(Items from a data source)
● ● ● ●
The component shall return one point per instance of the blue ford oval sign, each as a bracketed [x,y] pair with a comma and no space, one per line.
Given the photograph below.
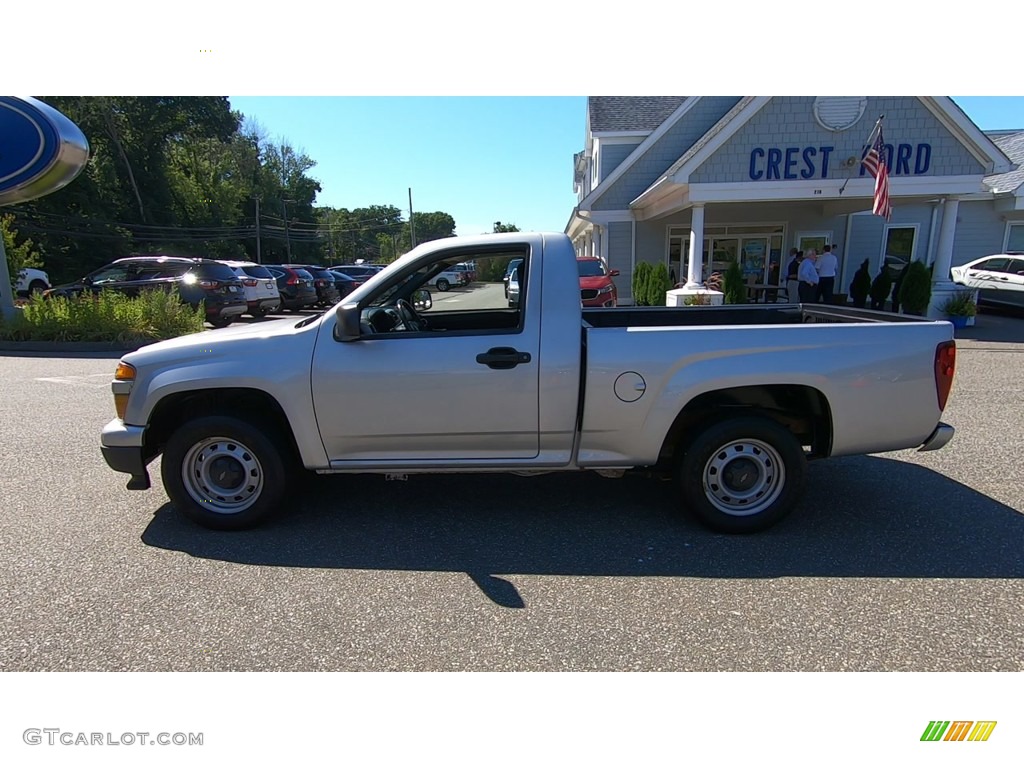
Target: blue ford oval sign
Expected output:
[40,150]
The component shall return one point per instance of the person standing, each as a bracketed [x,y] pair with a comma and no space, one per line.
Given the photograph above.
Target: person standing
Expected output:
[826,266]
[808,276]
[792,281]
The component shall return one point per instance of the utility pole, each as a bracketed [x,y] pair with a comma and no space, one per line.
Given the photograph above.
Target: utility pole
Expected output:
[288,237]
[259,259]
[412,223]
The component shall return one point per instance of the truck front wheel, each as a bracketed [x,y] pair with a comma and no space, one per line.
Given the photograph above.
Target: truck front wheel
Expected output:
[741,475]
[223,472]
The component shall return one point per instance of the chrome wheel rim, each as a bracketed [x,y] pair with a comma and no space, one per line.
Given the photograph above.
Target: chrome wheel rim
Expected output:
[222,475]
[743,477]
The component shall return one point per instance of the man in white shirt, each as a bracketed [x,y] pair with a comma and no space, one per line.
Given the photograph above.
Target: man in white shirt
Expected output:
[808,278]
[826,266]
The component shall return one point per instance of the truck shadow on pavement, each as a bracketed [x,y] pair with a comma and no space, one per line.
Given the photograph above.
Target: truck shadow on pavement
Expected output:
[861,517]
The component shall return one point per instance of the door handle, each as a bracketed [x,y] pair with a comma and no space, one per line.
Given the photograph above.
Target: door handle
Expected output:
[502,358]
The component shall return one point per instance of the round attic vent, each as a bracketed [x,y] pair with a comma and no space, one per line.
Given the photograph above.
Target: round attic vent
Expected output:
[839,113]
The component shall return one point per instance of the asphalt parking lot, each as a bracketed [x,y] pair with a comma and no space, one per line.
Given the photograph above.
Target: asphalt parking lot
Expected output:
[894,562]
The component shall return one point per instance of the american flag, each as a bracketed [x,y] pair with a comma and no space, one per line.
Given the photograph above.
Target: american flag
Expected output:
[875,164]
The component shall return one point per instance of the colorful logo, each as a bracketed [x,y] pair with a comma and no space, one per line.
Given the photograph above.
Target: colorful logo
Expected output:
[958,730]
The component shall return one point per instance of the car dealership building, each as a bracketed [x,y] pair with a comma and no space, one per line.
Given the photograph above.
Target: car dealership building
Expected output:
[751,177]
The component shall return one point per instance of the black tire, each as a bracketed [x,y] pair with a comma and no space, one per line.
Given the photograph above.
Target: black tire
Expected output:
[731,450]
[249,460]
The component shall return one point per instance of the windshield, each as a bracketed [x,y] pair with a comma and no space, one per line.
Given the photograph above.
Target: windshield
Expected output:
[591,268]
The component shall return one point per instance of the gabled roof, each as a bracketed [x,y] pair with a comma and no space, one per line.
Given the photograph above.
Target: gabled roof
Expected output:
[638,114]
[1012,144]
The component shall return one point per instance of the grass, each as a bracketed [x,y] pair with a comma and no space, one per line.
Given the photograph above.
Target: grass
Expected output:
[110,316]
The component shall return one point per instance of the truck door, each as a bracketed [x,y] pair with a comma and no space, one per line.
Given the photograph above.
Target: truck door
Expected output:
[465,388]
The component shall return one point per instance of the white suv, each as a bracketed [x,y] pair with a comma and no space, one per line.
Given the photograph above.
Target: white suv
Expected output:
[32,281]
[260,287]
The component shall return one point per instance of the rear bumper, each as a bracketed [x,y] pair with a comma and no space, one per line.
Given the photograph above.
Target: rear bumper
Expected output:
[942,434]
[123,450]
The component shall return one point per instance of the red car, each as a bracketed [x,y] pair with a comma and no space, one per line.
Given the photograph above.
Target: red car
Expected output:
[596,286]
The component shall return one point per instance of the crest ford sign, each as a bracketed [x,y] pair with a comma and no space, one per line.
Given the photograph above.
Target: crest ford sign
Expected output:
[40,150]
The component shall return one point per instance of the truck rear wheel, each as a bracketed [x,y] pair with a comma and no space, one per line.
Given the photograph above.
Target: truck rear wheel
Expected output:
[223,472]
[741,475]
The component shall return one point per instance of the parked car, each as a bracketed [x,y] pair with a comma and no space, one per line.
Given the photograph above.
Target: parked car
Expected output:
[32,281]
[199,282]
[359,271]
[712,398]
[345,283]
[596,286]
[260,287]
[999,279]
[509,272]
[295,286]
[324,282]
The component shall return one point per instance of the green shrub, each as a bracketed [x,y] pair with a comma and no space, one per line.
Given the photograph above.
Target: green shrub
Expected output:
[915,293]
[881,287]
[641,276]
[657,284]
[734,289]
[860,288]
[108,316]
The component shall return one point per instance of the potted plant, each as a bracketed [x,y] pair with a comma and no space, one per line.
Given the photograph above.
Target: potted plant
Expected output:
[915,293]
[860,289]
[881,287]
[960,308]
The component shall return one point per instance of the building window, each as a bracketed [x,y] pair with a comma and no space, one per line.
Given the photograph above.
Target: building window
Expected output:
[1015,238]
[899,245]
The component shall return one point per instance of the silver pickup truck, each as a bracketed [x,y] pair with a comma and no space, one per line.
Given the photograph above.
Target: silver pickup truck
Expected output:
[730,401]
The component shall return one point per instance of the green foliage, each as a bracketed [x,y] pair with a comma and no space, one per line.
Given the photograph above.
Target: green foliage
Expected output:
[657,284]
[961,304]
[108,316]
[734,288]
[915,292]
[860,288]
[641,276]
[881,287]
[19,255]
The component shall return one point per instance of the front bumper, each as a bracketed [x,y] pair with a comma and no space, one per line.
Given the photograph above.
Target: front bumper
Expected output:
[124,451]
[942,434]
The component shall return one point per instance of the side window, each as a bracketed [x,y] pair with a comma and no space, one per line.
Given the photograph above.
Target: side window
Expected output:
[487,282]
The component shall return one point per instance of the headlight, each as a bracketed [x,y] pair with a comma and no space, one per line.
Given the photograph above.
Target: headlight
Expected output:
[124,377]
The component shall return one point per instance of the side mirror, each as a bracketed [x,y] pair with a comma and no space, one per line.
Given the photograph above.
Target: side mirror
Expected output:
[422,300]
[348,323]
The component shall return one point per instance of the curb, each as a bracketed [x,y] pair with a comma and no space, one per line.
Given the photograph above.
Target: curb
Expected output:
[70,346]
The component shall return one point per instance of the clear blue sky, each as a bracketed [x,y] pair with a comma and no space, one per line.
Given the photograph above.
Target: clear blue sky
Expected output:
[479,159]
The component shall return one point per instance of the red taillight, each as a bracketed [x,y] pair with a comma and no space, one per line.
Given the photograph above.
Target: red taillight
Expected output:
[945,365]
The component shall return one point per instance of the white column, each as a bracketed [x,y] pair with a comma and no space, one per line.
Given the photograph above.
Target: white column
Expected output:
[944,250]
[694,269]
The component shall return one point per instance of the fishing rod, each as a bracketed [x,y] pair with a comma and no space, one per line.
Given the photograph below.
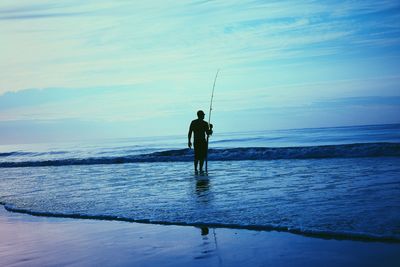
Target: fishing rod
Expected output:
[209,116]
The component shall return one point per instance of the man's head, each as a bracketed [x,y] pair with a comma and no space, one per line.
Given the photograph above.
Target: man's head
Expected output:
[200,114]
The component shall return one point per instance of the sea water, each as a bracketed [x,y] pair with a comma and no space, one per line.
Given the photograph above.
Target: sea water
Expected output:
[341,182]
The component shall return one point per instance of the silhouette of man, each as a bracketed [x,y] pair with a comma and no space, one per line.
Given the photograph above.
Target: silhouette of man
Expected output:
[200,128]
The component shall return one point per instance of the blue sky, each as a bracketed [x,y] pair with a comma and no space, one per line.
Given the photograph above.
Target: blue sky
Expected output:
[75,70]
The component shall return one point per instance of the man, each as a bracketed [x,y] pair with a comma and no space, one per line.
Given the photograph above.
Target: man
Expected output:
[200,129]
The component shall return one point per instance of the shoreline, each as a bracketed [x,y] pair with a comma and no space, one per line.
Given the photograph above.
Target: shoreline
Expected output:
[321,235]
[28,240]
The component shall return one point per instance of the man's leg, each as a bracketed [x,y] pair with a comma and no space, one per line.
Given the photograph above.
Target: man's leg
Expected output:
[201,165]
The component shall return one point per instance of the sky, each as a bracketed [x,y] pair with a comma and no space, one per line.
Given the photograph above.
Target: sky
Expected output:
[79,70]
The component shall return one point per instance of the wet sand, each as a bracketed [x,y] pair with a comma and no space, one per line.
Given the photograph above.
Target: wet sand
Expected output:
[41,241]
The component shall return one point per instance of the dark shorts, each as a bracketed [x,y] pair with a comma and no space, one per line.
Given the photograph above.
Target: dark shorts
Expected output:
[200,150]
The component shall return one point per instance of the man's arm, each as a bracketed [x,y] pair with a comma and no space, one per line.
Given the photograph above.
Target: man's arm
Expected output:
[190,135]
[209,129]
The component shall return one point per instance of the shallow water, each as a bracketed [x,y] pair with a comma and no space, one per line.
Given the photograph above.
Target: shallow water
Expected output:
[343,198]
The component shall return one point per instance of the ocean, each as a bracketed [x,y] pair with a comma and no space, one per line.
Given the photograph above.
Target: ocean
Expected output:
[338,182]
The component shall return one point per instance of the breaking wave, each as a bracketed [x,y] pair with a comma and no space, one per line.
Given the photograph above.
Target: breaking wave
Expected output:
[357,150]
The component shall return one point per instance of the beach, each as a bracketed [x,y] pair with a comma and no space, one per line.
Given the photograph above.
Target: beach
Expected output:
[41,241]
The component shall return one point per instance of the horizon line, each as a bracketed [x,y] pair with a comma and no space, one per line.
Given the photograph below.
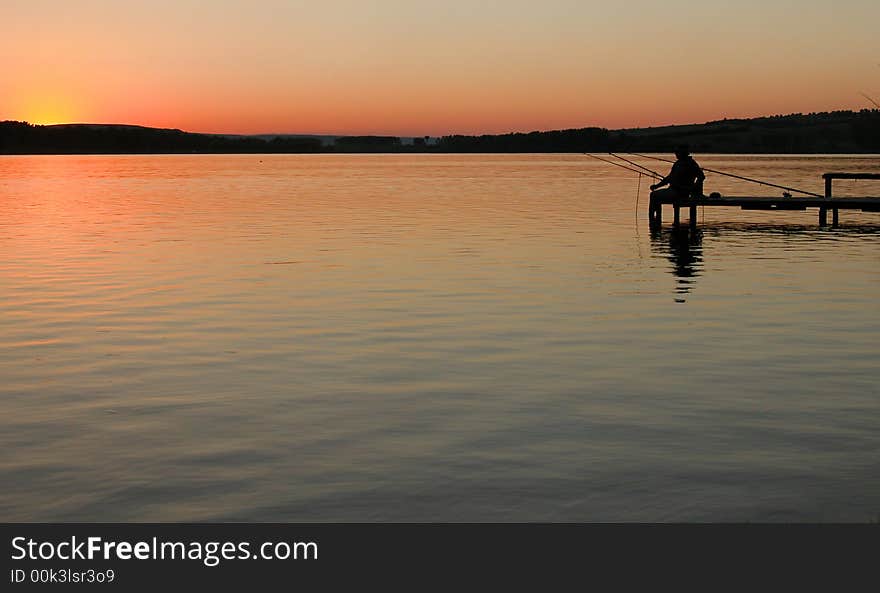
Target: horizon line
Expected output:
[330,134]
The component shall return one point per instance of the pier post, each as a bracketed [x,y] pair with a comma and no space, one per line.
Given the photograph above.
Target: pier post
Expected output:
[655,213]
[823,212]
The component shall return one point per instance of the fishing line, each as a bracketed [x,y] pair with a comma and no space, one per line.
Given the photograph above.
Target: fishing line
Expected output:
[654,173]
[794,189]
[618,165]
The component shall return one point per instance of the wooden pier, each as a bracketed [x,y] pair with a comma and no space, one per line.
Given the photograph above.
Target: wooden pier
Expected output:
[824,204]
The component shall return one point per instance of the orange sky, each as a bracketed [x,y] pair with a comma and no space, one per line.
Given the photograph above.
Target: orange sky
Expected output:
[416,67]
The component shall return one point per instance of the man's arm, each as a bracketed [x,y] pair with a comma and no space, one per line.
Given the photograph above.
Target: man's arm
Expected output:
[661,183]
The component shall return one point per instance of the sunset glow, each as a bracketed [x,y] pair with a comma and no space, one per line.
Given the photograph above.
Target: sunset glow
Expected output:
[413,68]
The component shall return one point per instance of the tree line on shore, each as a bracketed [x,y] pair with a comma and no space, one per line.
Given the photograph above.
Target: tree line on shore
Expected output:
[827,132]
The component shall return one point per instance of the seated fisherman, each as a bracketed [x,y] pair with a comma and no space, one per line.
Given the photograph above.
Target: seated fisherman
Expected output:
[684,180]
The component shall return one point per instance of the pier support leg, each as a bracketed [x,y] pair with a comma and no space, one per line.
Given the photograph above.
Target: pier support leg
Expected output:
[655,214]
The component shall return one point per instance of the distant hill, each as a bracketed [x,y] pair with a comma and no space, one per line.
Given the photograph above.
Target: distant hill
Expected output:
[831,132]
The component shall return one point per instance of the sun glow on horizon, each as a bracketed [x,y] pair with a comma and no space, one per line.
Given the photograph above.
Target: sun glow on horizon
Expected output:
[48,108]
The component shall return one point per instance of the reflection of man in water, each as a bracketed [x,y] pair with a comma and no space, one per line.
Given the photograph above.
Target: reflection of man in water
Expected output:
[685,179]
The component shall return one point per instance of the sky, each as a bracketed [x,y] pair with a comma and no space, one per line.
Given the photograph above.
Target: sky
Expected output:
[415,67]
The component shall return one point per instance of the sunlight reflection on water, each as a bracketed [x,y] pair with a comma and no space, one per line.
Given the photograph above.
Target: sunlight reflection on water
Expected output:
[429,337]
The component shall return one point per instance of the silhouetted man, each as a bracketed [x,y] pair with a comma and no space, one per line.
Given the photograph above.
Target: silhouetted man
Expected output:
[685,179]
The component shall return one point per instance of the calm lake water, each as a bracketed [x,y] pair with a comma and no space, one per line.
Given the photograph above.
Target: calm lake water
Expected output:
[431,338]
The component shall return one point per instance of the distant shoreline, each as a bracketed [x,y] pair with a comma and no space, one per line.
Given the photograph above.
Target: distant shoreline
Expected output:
● ● ● ●
### AIM
Extract, unchanged, the closing run of lines that opens with the line containing "the sun glow" and ends with the last line.

### WRITTEN ANSWER
The component shall return one point per instance of the sun glow on horizon, each as a bracketed [x,y] pair with a comma and no space, one per line.
Given the photograph above.
Target: sun glow on horizon
Expected output:
[48,108]
The component shall return one point per instance of the reflection of man in water, each as a bracketed [x,y] pair with a comma and no space, one per line.
Given the photograph above.
Target: reflection of man in water
Expected output:
[685,179]
The component shall return one point per instance of the sky, each as a bracketed [x,y] pair with a comma and no space, one per line.
Given the photograph above.
Target: sky
Expected output:
[415,67]
The component shall return one point per instance of the sunlight reflection on water, each as a bracketed [x,y] pair with a comma and no space, one per line.
Given the photograph above.
Target: sunlight reflection on water
Expected output:
[429,337]
The component shall return one point per instance of the silhouetted man, each as a bracketed [x,y] pair with a comma and no space, one per line.
Given the photograph above.
Target: silhouetted man
Expected output:
[685,179]
The component shall return one point per instance of the calm lake water, each as a bracketed [x,y] pair with a comma and no space, one per line.
Given the photograph above.
Target: calm lake water
Expected output:
[431,338]
The component shall return one point per instance of the distant shoreline, each as a bracketed [x,y] pair with a comma and no space, one per line.
Given the photograph above.
Target: distant shoreline
Expected output:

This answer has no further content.